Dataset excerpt
--- start ---
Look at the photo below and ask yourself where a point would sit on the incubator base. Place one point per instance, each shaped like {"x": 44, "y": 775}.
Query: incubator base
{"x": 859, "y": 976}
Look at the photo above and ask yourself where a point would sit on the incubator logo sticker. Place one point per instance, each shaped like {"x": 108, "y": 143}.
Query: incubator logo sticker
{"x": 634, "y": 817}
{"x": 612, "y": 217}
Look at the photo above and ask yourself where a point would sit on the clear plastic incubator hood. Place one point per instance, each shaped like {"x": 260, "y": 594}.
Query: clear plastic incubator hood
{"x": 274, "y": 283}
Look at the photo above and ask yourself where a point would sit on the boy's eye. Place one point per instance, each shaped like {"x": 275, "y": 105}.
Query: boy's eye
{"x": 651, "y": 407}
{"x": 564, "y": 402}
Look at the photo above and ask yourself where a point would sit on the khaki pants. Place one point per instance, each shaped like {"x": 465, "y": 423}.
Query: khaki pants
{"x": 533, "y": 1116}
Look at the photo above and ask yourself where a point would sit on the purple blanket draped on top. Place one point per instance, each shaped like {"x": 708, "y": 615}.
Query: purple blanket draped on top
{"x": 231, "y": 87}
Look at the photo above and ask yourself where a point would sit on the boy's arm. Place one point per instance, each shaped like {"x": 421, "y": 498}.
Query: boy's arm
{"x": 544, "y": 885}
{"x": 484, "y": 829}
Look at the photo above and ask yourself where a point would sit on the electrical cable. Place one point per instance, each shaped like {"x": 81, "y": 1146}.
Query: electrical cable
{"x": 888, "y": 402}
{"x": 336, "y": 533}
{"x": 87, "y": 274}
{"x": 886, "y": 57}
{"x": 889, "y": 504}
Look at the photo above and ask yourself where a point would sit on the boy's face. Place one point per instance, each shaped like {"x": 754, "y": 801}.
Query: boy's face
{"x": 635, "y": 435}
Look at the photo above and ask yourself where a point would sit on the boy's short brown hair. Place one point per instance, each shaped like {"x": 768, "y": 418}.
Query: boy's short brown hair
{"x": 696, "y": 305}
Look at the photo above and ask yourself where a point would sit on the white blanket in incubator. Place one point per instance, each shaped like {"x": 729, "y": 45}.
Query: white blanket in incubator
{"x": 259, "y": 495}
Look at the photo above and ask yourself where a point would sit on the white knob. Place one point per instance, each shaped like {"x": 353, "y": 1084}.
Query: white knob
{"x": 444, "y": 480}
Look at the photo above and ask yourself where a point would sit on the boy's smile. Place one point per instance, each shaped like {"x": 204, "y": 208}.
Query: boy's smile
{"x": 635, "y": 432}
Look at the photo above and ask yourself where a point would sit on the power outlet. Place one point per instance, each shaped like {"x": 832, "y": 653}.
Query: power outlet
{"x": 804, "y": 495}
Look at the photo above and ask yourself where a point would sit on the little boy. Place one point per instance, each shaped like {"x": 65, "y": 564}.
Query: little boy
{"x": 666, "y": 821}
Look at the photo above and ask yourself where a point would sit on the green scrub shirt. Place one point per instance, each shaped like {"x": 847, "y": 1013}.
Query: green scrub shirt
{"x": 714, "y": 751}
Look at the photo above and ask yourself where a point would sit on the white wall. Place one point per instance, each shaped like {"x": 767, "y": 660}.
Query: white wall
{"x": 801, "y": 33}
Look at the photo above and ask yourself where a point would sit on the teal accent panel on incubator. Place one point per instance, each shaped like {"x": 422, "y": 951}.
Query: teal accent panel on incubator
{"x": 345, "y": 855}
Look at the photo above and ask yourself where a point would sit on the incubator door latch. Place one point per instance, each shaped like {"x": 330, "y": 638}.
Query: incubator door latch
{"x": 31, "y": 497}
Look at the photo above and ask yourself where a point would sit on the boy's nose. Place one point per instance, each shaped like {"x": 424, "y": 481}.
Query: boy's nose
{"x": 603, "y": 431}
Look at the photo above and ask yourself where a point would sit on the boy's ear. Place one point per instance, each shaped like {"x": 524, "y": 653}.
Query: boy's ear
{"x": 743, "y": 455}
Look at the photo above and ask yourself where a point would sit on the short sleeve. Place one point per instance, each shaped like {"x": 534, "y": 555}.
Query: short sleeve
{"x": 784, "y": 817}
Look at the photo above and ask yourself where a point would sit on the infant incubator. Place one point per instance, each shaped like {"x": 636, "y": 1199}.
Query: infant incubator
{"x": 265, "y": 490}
--- end ---
TASK TO CARRY OUT: Rescale the listing above between the line holding "on the short" and the end of the listing, inclusive: give every line in that span again, with each point coordinate in the answers multiplied by 1.8 and rounded to a whole number, halves up. Keep all other numbers as they are, and return only those lines.

RESPONSE TO THIS TASK:
Look at the photo above and ask yourself where a point would sit on the short sleeve. Place one point per instance, each shaped like {"x": 534, "y": 555}.
Query: short sleeve
{"x": 1411, "y": 1471}
Look at the photo above and ask yourself where a point would sit on the infant incubator. Place one point per instance, each shaped like {"x": 636, "y": 1199}.
Query: infant incubator
{"x": 477, "y": 882}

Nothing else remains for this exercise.